# DOCUMENT EXCERPT
BEGIN

2020 is predicted to be the warmest year in UK history when we are also dealing with a global coronavirus pandemic.
The pandemic brings this building cooling issue to the forefront.
Cibse guidance is clear: we should, wherever possible, enable the natural ventilation of buildings by opening windows and not use methods of cooling air by recirculation.
Hospitals are complex buildings to deliver, no-one would deny that. So, is that why solar shading isn’t prioritised?
Or is it the cost of cooling? Or the effect on the environment that overrides?
After all, installation of air conditioning uses large amounts of energy and contributes to climate change.
Ventilation is needed, especially when dealing with the pandemic, but so is heat and light control.
Worse still, healthcare trusts which don’t have imminent budgets for new buildings are seeing their running costs rise, year after year, in order to manage temperatures in buildings built when these levels of temperatures weren’t even a consideration.
The Committee on Climate Change - the Government’s official climate change advisors - stated in a recent report that the types of hospital ward that are vulnerable to overheating currently make up 90% of the total stock by floorspace.

END

# USING THE INFORMATION
**a.** Translate this sentence from the hospital overheating text into Spanish: "Ventilation is needed, especially when dealing with the pandemic, but so is heat and light control."
**b.** Edit the hospital overheating text between "After all, installation" and "even a consideration.", inclusive, so that "air conditioning" becomes "mechanical cooling".
**c.** According to the hospital overheating text, what share of the total hospital stock by floorspace is made up of the ward types that are vulnerable to overheating?

# DATASET CONTENT
BEGIN

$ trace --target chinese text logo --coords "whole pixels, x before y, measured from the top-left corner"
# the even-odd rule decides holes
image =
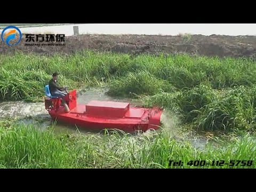
[[[21,40],[21,32],[17,27],[8,26],[2,31],[1,38],[8,46],[15,46]]]

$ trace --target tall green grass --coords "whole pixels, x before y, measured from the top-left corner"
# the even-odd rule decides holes
[[[0,128],[2,130],[3,128]],[[248,135],[225,146],[204,150],[163,133],[130,137],[117,132],[105,136],[54,135],[33,127],[12,126],[0,131],[0,166],[5,168],[255,168],[194,166],[190,161],[250,161],[256,158],[255,140]],[[181,166],[169,166],[169,160]]]
[[[0,55],[0,100],[36,100],[51,74],[61,84],[107,84],[111,95],[142,98],[168,108],[199,130],[255,130],[256,62],[187,54],[132,56],[81,52],[70,55]]]

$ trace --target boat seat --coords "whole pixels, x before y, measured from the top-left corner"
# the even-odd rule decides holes
[[[50,92],[49,85],[47,85],[45,87],[45,95],[48,98],[58,98],[57,97],[52,96],[51,92]]]

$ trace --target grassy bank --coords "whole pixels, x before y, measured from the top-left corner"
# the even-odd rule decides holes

END

# RESPONSES TO THE TASKS
**a.** La ventilación es necesaria, sobre todo al hacer frente a la pandemia, pero también lo es el control del calor y de la luz.

**b.**
After all, installation of mechanical cooling uses large amounts of energy and contributes to climate change.
Ventilation is needed, especially when dealing with the pandemic, but so is heat and light control.
Worse still, healthcare trusts which don’t have imminent budgets for new buildings are seeing their running costs rise, year after year, in order to manage temperatures in buildings built when these levels of temperatures weren’t even a consideration.

**c.** 90%